TASK A
Copy the article about Dean Dunbar, everything from "This weekend was" down to "for charity SeeAbility.", and change "fundraising stunt" to "sponsored stunt".
TASK B
Decide whether each statement agrees with the article about Dean Dunbar. Answer yes or no, and quote the words from the article that decide it.
(i) Dean Dunbar is 33 years old and comes from Exeter.
(ii) Dean was diagnosed with rod and cone dystrophy at the age of nine.
(iii) Dean had done skydives before his wing-walk.
TASK C
Continue the article about Dean Dunbar from its last sentence.

Daredevil Dean’s Race Against Time Before He Goes Blind
by Ruth Wood 23rd September, 2002
DAREDEVIL Dean Dunbar told yesterday how he is racing to see as much of the world as possible before he goes blind.
Every hour of every day, the 33-year-old from Exeter lives his life to the full, knowing that at any moment the world could turn dark.
This weekend was no exception, as the extreme sports fanatic took to the skies above Somerset for his first wing-walk.
Strapped to the top of an Aerosuperbatics plane, he soared high above the crowds at the Yeovilton Air Show as part of a fundraising stunt for charity SeeAbility.
“It was absolutely unbelievable,” said the freelance web designer, who is registered blind. “I’ve done helicopter bungee jumps and skydives before, but I’d never done a wing-walk.”
“I couldn’t see how high up I was or make out the people below me, but I could see where the ground was and feel the incredible G-force.”
“My mouth was open in amazement and my cheeks were vibrating. It was fantastic.”
Dean had full vision until he was nine. Then one day in class he realised he could no longer read the writing on the blackboard.
It was another 17 years before he was diagnosed with rod and cone dystrophy, which causes the light-receptive cells in his eyes to die.

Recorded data
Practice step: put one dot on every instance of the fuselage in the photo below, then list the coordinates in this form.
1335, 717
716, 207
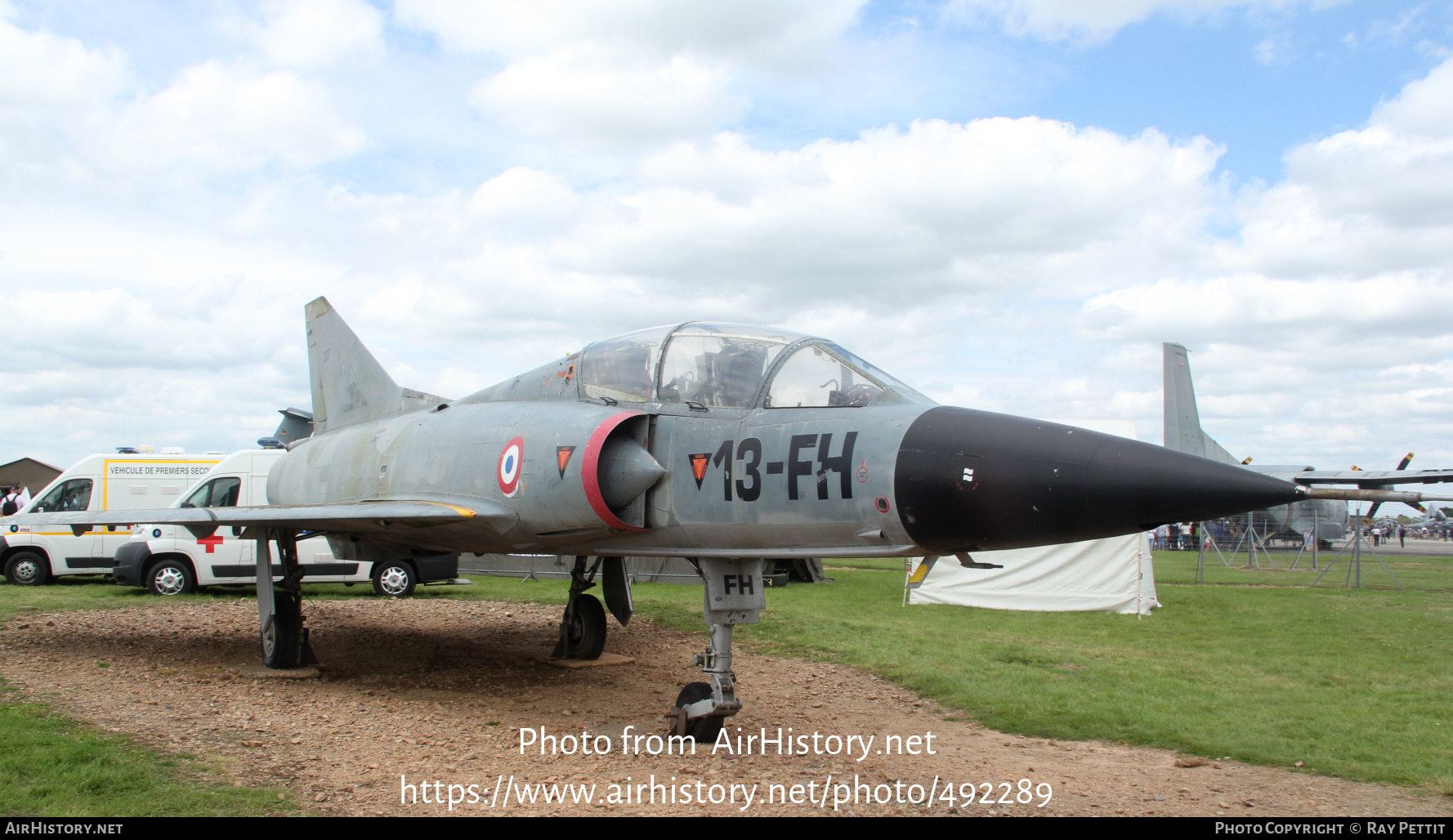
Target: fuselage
763, 444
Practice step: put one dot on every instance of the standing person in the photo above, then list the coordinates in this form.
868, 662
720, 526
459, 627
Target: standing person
11, 502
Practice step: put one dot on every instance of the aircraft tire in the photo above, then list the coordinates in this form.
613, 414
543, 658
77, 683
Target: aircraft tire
394, 579
26, 569
282, 643
586, 636
700, 730
170, 577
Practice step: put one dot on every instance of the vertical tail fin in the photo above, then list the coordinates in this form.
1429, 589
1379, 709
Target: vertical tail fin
1183, 429
349, 386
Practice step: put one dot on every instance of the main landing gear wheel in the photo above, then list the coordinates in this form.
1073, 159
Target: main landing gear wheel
586, 630
282, 637
394, 579
700, 730
170, 577
26, 569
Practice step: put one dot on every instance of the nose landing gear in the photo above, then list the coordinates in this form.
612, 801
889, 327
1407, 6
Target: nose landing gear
583, 627
733, 595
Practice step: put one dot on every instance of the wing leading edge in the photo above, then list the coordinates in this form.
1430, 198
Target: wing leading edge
345, 516
1369, 480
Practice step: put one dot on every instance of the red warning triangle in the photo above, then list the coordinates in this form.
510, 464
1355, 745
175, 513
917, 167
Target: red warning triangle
700, 467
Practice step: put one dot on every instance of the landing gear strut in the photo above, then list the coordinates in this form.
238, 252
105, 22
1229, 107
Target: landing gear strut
279, 606
733, 596
583, 628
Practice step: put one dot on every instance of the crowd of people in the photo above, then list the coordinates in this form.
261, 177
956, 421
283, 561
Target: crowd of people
13, 498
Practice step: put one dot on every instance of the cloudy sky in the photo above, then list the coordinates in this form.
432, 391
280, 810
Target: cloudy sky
1010, 203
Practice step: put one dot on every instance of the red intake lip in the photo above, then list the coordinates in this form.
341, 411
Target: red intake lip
590, 466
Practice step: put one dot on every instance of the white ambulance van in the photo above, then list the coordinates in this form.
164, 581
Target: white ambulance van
169, 560
125, 481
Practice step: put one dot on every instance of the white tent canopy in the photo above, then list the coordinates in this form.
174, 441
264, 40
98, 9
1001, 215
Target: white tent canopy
1099, 574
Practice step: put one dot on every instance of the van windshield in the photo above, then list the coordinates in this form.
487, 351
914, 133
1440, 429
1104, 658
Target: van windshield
217, 493
74, 494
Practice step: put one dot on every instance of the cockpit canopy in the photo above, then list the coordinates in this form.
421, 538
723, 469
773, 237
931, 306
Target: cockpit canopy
724, 367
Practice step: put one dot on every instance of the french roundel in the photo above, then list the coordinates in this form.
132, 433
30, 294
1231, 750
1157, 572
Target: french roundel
509, 471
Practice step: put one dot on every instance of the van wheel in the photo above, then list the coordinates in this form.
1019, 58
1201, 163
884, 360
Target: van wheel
170, 577
394, 579
26, 569
282, 638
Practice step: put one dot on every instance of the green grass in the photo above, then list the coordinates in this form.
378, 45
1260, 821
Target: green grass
1354, 683
1256, 666
51, 766
1430, 573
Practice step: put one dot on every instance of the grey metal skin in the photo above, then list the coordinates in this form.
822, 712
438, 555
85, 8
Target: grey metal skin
561, 461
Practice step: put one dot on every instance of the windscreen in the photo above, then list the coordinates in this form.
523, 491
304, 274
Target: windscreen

FINAL ANSWER A
This weekend was no exception, as the extreme sports fanatic took to the skies above Somerset for his first wing-walk.
Strapped to the top of an Aerosuperbatics plane, he soared high above the crowds at the Yeovilton Air Show as part of a sponsored stunt for charity SeeAbility.

FINAL ANSWER B
(i) Yes: "the 33-year-old from Exeter"
(ii) No: "It was another 17 years before he was diagnosed with rod and cone dystrophy"
(iii) Yes: "I’ve done helicopter bungee jumps and skydives before"

FINAL ANSWER C
“I was told I was going blind and there was no cure,” said Dean. “I was absolutely devastated.”
Dean’s eyesight took another dramatic turn for the worse last year, just weeks before he was due to walk down the aisle with his fiancee, health worker Rhona McCorkingdale.
To his horror he realised that he might never see all the places they had planned to visit on honeymoon. But instead of dwelling on their misfortune, the couple put their wedding plans on hold, gave up their jobs, sold Rhona’s home and spent the money on a six-month tour of the world.
Dean said: “We went white-water rafting, deep sea diving, snowboarding, trekking in the Himalayas, it w as just brilliant.”
Dean and Rhona finally tied the knot in May, but he continues to live life on the edge.